**HOW TO COMPLETE THIS TASK**. Find the lines in the material below that include the word "tree", count them, and give that count alone.

**INFORMATION SHOWN**.

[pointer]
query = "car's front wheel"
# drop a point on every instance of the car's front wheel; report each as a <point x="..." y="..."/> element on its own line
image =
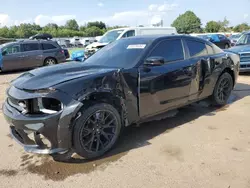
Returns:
<point x="96" y="130"/>
<point x="226" y="46"/>
<point x="222" y="90"/>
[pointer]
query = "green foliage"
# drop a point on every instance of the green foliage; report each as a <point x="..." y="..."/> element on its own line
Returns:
<point x="241" y="27"/>
<point x="187" y="23"/>
<point x="223" y="25"/>
<point x="72" y="25"/>
<point x="93" y="31"/>
<point x="100" y="25"/>
<point x="213" y="27"/>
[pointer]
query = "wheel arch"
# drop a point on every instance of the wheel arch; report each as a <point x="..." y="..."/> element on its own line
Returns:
<point x="108" y="97"/>
<point x="230" y="71"/>
<point x="50" y="57"/>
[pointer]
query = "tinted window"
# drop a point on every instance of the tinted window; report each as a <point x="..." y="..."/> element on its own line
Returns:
<point x="123" y="53"/>
<point x="196" y="49"/>
<point x="129" y="34"/>
<point x="12" y="49"/>
<point x="216" y="49"/>
<point x="209" y="50"/>
<point x="222" y="37"/>
<point x="47" y="46"/>
<point x="171" y="50"/>
<point x="30" y="47"/>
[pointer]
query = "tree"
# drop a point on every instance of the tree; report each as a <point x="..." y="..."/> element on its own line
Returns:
<point x="100" y="24"/>
<point x="72" y="25"/>
<point x="187" y="23"/>
<point x="51" y="26"/>
<point x="93" y="31"/>
<point x="212" y="27"/>
<point x="241" y="27"/>
<point x="224" y="24"/>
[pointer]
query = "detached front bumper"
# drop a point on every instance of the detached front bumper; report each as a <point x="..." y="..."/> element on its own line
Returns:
<point x="41" y="133"/>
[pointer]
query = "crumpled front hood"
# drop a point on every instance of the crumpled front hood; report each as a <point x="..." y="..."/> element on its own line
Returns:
<point x="46" y="77"/>
<point x="240" y="49"/>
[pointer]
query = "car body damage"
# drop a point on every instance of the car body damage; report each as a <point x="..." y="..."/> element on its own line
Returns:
<point x="82" y="107"/>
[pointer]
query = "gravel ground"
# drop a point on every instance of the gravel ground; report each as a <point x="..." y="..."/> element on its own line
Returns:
<point x="200" y="147"/>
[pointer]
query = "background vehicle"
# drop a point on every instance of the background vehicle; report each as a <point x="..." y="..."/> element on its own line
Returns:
<point x="234" y="39"/>
<point x="66" y="53"/>
<point x="218" y="39"/>
<point x="84" y="106"/>
<point x="75" y="41"/>
<point x="26" y="54"/>
<point x="117" y="34"/>
<point x="85" y="42"/>
<point x="242" y="47"/>
<point x="65" y="43"/>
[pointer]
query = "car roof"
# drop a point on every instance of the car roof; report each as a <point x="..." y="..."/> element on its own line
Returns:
<point x="160" y="37"/>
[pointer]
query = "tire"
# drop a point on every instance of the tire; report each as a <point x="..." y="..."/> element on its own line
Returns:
<point x="96" y="131"/>
<point x="222" y="90"/>
<point x="49" y="61"/>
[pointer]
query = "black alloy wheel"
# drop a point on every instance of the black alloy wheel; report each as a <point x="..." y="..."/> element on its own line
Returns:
<point x="97" y="130"/>
<point x="222" y="89"/>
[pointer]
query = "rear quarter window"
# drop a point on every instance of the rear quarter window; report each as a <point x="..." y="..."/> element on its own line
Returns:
<point x="47" y="46"/>
<point x="27" y="47"/>
<point x="171" y="50"/>
<point x="196" y="48"/>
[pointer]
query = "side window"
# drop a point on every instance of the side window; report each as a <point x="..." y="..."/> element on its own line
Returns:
<point x="27" y="47"/>
<point x="217" y="50"/>
<point x="196" y="49"/>
<point x="209" y="50"/>
<point x="47" y="46"/>
<point x="13" y="49"/>
<point x="130" y="33"/>
<point x="170" y="50"/>
<point x="222" y="37"/>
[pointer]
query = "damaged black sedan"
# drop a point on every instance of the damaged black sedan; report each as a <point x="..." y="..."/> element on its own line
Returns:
<point x="83" y="107"/>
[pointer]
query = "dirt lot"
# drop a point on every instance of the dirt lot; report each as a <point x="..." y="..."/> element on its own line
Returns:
<point x="201" y="147"/>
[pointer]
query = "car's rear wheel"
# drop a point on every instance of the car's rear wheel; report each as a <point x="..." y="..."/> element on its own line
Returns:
<point x="49" y="61"/>
<point x="222" y="90"/>
<point x="96" y="130"/>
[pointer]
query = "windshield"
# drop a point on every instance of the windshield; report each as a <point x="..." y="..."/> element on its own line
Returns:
<point x="243" y="40"/>
<point x="111" y="36"/>
<point x="123" y="53"/>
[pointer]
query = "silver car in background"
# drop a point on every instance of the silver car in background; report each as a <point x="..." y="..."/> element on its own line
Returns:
<point x="26" y="54"/>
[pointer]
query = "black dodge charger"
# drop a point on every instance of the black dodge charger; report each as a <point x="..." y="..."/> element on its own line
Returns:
<point x="83" y="107"/>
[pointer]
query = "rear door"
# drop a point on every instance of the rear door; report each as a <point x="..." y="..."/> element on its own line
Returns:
<point x="12" y="59"/>
<point x="205" y="57"/>
<point x="32" y="54"/>
<point x="166" y="86"/>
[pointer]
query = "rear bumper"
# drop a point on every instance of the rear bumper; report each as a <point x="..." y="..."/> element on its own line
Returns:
<point x="42" y="133"/>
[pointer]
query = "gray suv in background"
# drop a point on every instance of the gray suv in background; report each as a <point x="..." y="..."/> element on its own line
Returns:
<point x="27" y="54"/>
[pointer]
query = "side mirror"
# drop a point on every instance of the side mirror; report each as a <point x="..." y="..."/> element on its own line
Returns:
<point x="154" y="61"/>
<point x="4" y="52"/>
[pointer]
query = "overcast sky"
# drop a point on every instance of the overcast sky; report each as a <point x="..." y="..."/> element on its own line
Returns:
<point x="119" y="12"/>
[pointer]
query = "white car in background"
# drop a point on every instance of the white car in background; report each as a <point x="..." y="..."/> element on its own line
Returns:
<point x="119" y="33"/>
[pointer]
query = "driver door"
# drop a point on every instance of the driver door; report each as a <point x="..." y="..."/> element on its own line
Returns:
<point x="165" y="86"/>
<point x="12" y="59"/>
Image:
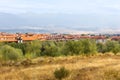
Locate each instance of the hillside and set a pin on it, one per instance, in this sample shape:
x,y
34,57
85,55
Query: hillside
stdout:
x,y
103,67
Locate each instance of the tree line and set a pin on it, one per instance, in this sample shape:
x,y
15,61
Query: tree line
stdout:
x,y
33,49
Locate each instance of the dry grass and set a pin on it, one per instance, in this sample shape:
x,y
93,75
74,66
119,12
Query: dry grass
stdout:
x,y
102,67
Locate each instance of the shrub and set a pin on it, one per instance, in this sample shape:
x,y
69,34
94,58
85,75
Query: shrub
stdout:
x,y
61,73
10,53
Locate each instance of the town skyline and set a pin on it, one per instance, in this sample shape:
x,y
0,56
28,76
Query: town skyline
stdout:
x,y
86,16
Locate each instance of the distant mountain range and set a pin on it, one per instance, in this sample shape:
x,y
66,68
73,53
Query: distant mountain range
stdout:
x,y
59,23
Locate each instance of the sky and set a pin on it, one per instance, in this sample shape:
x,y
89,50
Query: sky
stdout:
x,y
79,15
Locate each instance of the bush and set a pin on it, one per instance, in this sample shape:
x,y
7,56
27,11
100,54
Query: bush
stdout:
x,y
10,53
33,49
61,73
50,49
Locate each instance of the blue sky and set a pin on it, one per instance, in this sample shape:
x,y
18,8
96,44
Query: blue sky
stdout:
x,y
73,14
60,6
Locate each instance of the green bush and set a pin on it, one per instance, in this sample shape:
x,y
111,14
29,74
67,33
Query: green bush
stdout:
x,y
50,49
61,73
33,49
10,53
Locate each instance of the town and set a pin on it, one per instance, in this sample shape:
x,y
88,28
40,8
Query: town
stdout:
x,y
25,37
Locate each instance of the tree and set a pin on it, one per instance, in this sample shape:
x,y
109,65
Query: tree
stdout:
x,y
33,49
61,73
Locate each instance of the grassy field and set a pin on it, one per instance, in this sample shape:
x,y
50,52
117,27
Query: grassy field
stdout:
x,y
102,67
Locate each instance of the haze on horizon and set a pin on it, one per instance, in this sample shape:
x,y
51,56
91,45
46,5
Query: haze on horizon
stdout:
x,y
75,15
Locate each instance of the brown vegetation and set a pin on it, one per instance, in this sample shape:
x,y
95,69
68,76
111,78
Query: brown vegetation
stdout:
x,y
102,67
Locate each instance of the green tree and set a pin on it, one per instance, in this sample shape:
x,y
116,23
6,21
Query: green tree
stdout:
x,y
33,49
9,53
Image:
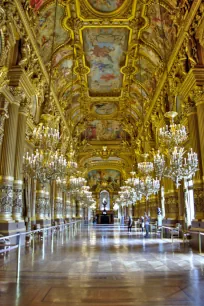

**ANSWER TO THIS PROBLEM**. 8